### Extrait présenté
__________

C’est une histoire qui commence un soir de juin 1976. Un appartement haut perché, les fenêtres ouvertes sur le Jardin des plantes, nous étions quatre filles, quatre copines, Hélène Bellour, Marie-Odile Delacour, Evelyne Le Garrec, et moi-même. Trois d’entre nous étaient journalistes, il serait plus juste d’ailleurs de dire ” travaillaient dans un journal” car il n’est pas certain que nous nous définissions comme “journalistes”. Evelyne travaillait dans un hebdomadaire, Politique Hebdo, Marie-Odile venait d’en démissionner et allait bientôt entrer à Libération où j’étais depuis presque deux ans (évidemment le Libé d’alors a peu à voir avec le Libération actuel).
A chacune de nos rencontres, revenaient de continuelles lamentations : les papiers qui passaient difficilement, les injonctions qui nous étaient souvent faites de “prendre des distances avec le Mouvement des femmes”, surtout l’obligation de se couler dans un moule, dans un style, dans une manière de traiter l’information.

__________

### Données fournies
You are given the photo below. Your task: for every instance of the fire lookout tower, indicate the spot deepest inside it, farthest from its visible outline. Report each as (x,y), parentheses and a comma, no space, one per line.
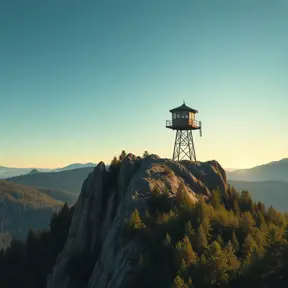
(184,122)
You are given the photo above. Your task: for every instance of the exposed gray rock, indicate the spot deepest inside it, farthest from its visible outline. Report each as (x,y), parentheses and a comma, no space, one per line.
(102,209)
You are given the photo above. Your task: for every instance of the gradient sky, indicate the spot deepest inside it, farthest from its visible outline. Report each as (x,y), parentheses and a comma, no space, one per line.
(82,80)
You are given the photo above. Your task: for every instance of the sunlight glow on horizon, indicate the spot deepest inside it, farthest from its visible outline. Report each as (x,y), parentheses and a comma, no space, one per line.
(101,78)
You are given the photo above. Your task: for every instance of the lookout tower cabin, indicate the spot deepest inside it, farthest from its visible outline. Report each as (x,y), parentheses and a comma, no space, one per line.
(183,118)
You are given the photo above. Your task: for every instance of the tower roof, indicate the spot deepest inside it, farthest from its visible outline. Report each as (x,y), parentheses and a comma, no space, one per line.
(183,107)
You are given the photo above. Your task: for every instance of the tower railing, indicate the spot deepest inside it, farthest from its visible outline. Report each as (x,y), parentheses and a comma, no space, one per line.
(193,123)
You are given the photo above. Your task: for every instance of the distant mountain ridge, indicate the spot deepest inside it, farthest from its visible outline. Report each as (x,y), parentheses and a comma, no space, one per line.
(273,171)
(23,207)
(273,193)
(67,181)
(8,172)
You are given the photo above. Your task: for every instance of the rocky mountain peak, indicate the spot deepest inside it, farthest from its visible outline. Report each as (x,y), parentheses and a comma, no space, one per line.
(108,198)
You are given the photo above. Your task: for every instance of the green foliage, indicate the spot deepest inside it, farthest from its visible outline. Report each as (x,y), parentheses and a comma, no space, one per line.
(145,154)
(28,263)
(135,221)
(221,242)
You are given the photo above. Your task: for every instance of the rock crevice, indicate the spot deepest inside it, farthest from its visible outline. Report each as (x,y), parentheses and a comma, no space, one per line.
(101,210)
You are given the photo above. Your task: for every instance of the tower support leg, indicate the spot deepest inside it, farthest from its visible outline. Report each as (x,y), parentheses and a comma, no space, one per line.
(184,146)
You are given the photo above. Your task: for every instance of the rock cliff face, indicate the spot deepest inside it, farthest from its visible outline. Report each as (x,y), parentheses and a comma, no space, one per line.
(103,206)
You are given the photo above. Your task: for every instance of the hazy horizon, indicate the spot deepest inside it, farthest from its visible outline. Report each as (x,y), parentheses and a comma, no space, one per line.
(82,81)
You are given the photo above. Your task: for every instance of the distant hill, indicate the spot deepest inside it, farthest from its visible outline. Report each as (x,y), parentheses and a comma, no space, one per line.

__________

### Consigne
Pouvez-vous recopier à l'identique, dans l'extrait présenté, tout ce qui va de « A chacune de » jusqu'à « de traiter l’information. » ? La liste provient d'une source différente.

### Résultat produit
A chacune de nos rencontres, revenaient de continuelles lamentations : les papiers qui passaient difficilement, les injonctions qui nous étaient souvent faites de “prendre des distances avec le Mouvement des femmes”, surtout l’obligation de se couler dans un moule, dans un style, dans une manière de traiter l’information.